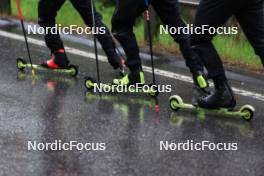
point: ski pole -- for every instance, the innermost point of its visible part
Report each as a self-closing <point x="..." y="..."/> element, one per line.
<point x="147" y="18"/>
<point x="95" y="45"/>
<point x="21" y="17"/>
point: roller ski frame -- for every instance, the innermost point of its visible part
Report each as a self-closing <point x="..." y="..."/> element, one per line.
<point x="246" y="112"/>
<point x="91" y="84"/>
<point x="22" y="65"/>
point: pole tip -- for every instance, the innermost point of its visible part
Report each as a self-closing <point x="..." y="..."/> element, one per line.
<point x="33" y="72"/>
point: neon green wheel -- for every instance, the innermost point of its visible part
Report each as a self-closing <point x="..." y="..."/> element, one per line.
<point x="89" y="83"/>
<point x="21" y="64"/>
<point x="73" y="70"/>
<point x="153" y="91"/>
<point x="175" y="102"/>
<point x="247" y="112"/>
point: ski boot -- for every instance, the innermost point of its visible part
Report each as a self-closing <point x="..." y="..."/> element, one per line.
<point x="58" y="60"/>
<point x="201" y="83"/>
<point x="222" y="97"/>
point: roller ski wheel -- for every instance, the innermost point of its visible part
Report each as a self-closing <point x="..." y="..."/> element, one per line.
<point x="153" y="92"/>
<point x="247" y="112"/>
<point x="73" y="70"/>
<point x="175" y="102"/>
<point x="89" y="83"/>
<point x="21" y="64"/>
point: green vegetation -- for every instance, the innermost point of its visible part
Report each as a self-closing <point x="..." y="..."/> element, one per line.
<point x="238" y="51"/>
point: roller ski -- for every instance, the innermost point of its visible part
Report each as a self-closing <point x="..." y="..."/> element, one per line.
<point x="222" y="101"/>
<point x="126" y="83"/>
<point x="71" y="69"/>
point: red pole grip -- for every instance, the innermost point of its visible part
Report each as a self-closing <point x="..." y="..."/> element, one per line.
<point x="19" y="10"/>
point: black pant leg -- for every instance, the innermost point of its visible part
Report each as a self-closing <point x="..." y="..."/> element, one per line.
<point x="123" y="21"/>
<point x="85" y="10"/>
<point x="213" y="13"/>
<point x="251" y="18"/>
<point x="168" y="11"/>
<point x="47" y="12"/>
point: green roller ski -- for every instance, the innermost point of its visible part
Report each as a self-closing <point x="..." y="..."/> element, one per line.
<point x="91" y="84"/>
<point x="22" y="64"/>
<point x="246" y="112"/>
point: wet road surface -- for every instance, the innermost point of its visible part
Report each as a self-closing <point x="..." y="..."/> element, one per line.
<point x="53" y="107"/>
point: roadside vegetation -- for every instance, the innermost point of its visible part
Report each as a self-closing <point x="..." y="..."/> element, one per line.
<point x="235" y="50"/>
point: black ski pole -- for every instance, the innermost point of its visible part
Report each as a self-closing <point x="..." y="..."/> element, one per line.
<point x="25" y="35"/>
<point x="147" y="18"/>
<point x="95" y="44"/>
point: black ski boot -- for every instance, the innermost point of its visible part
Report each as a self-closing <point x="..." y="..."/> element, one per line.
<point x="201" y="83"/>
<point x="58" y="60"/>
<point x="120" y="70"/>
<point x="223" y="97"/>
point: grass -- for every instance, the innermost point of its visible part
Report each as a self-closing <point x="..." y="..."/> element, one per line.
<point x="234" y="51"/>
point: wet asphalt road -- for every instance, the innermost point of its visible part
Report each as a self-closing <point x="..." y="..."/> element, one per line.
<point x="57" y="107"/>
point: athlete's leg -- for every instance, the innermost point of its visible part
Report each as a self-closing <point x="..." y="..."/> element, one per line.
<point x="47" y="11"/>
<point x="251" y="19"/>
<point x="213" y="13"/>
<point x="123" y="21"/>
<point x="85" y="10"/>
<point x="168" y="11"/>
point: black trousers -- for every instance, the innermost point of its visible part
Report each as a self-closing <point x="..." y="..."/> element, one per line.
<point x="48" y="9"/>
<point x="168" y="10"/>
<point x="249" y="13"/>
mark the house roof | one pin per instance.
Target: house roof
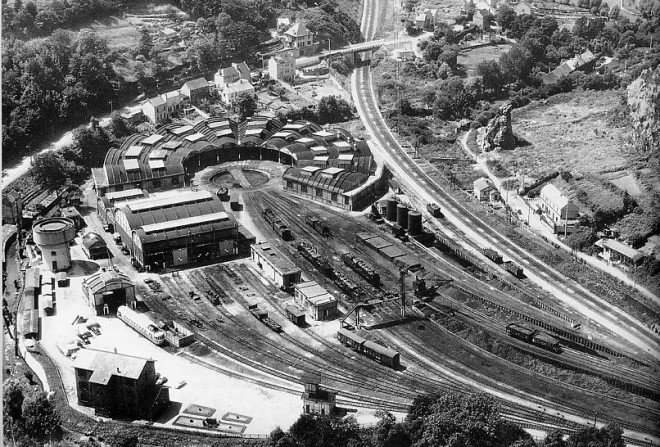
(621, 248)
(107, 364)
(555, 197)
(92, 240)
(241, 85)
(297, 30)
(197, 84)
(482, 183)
——
» **EXERCISE GOAL**: Exactly the lines from the top of the listing through the line with "point: green vegetation", and no pictures, should be printed.

» **OUTPUT FOR THIS EXERCISE**:
point: ski pole -- for every instance, the innermost point of its visible part
Report each as a self-closing <point x="..." y="..."/> element, one per line.
<point x="147" y="18"/>
<point x="95" y="45"/>
<point x="21" y="17"/>
point: roller ski frame -- for every instance, the innermost point of its visible part
Report each as a self-closing <point x="..." y="..."/> element, one per line.
<point x="246" y="112"/>
<point x="91" y="84"/>
<point x="22" y="65"/>
point: pole tip -- for every instance, the innermost point of its visible part
Report each as a self-closing <point x="..." y="..."/> element, one per line.
<point x="33" y="72"/>
point: neon green wheel -- for every instance, the innermost point of its visible part
Report each as a self-closing <point x="..." y="..."/> element, one per line.
<point x="89" y="83"/>
<point x="21" y="64"/>
<point x="73" y="70"/>
<point x="153" y="91"/>
<point x="175" y="102"/>
<point x="247" y="112"/>
point: ski boot -- for every instance, the innermost point of its visible part
Report each as a self-closing <point x="..." y="..."/> element, one per line.
<point x="58" y="60"/>
<point x="201" y="83"/>
<point x="222" y="97"/>
point: roller ski wheel -- for every instance, the innermost point of its visible part
Report each as a self-closing <point x="..." y="..."/> element, one per line.
<point x="153" y="92"/>
<point x="247" y="112"/>
<point x="73" y="70"/>
<point x="175" y="102"/>
<point x="89" y="83"/>
<point x="21" y="64"/>
point: green vegetation -- for every instance, the innermost point of its visible part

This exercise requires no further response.